Recast the material below as a Markdown table with two columns, Row and Line. Put each nonblank line in its own row, numbered in order, and skip blank lines.

» **Data extract**:
╔══
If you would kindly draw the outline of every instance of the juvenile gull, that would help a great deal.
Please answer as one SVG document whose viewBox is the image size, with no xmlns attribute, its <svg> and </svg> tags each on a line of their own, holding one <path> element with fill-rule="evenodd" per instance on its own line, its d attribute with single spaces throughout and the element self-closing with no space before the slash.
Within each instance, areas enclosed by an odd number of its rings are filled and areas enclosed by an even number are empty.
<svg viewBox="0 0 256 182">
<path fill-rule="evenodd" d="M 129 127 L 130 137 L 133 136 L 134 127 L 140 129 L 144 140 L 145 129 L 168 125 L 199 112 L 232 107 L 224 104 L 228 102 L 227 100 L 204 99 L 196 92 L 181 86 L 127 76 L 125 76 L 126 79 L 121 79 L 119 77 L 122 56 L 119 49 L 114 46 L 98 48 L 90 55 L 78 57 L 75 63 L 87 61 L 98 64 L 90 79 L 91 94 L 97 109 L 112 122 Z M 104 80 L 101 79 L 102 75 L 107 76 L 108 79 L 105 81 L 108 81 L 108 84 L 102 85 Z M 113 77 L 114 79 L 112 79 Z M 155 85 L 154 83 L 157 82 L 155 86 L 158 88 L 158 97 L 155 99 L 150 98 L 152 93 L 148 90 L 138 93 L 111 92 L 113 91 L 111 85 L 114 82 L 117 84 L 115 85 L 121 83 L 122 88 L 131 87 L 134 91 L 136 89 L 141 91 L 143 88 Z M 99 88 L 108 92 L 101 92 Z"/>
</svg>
╚══
» **Complete response**:
| Row | Line |
|---|---|
| 1 | If you would kindly draw the outline of every instance of the juvenile gull, that would help a great deal. |
| 2 | Please answer as one SVG document whose viewBox is the image size, with no xmlns attribute, its <svg> and </svg> tags each on a line of their own, holding one <path> element with fill-rule="evenodd" per instance on its own line, its d attribute with single spaces throughout and the element self-closing with no space before the slash. |
| 3 | Within each instance, areas enclosed by an odd number of its rings are filled and areas enclosed by an even number are empty. |
| 4 | <svg viewBox="0 0 256 182"> |
| 5 | <path fill-rule="evenodd" d="M 129 127 L 130 137 L 133 136 L 134 127 L 140 129 L 144 140 L 145 129 L 168 125 L 199 112 L 232 107 L 224 104 L 228 102 L 227 100 L 204 99 L 196 92 L 181 86 L 127 76 L 125 76 L 126 79 L 121 79 L 119 77 L 122 56 L 119 49 L 114 46 L 98 48 L 90 55 L 78 57 L 75 63 L 87 61 L 98 64 L 90 79 L 91 94 L 97 109 L 112 122 Z M 104 80 L 101 79 L 102 75 L 107 76 L 108 79 L 105 81 L 108 81 L 108 84 L 102 85 Z M 113 77 L 114 79 L 112 79 Z M 155 85 L 154 83 L 157 82 L 155 86 L 158 88 L 158 97 L 155 99 L 150 98 L 152 93 L 148 90 L 138 93 L 111 92 L 113 91 L 111 85 L 114 82 L 117 84 L 115 85 L 121 83 L 122 88 L 131 87 L 134 91 L 136 89 L 141 91 L 143 88 Z M 99 88 L 108 92 L 101 92 Z"/> |
| 6 | </svg> |